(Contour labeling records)
• • • • •

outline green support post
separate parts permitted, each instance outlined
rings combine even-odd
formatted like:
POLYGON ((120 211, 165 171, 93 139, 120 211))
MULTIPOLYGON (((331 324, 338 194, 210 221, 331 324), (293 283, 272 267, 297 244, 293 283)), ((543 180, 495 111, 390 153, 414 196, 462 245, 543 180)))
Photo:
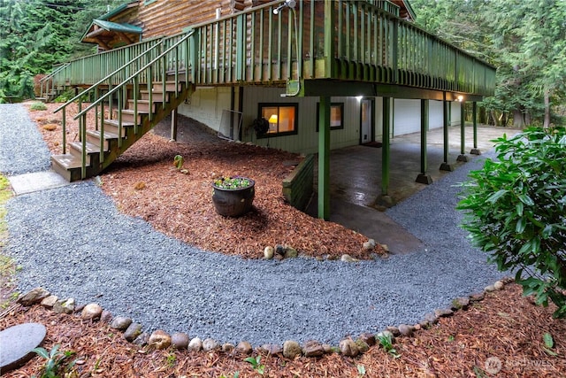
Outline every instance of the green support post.
POLYGON ((428 162, 426 160, 426 133, 429 127, 429 100, 421 100, 421 173, 416 181, 421 184, 432 184, 432 178, 426 174, 428 162))
POLYGON ((471 149, 470 153, 471 155, 481 155, 481 151, 478 148, 478 103, 475 101, 472 103, 471 119, 474 129, 474 148, 471 149))
POLYGON ((450 102, 446 99, 446 93, 444 94, 443 112, 442 112, 442 133, 444 139, 444 161, 440 164, 440 171, 454 171, 454 167, 448 164, 448 124, 449 112, 450 112, 450 102))
POLYGON ((172 141, 177 140, 177 125, 178 125, 177 109, 178 108, 173 109, 173 111, 171 112, 171 140, 172 141))
POLYGON ((460 102, 460 155, 456 161, 466 163, 468 157, 466 156, 466 103, 463 100, 460 102))
POLYGON ((330 219, 330 96, 318 107, 318 218, 330 219))
POLYGON ((391 158, 391 97, 383 97, 383 143, 381 147, 381 198, 389 197, 389 160, 391 158))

• • • • •

Task prompt: Copy every record above word for word, leaving out the pictures.

The response:
outline green support post
separate parts permitted, each instance outlined
rings combine even-odd
formatted like:
POLYGON ((120 211, 165 171, 93 139, 120 211))
MULTIPOLYGON (((331 324, 338 194, 210 221, 331 324), (293 283, 272 267, 297 244, 293 283)), ((543 180, 495 111, 390 153, 414 196, 462 245, 543 180)))
Photo:
Outline every instance of the green support post.
POLYGON ((428 162, 426 160, 426 133, 429 127, 429 100, 421 100, 421 173, 416 181, 421 184, 432 184, 432 178, 426 174, 428 162))
POLYGON ((471 149, 470 153, 471 155, 481 155, 481 151, 478 148, 478 103, 475 101, 472 103, 471 119, 474 129, 474 148, 471 149))
POLYGON ((450 102, 446 99, 446 93, 444 94, 443 112, 442 112, 442 133, 444 139, 444 161, 440 164, 440 171, 454 171, 454 167, 448 164, 448 124, 449 112, 450 112, 450 102))
POLYGON ((172 141, 177 140, 177 125, 178 125, 177 109, 178 108, 173 109, 173 111, 171 112, 171 140, 172 141))
POLYGON ((460 102, 460 155, 456 161, 466 163, 468 157, 466 156, 466 103, 463 100, 460 102))
POLYGON ((330 219, 330 96, 318 107, 318 218, 330 219))
POLYGON ((391 158, 391 97, 383 97, 383 143, 381 147, 381 198, 389 197, 389 160, 391 158))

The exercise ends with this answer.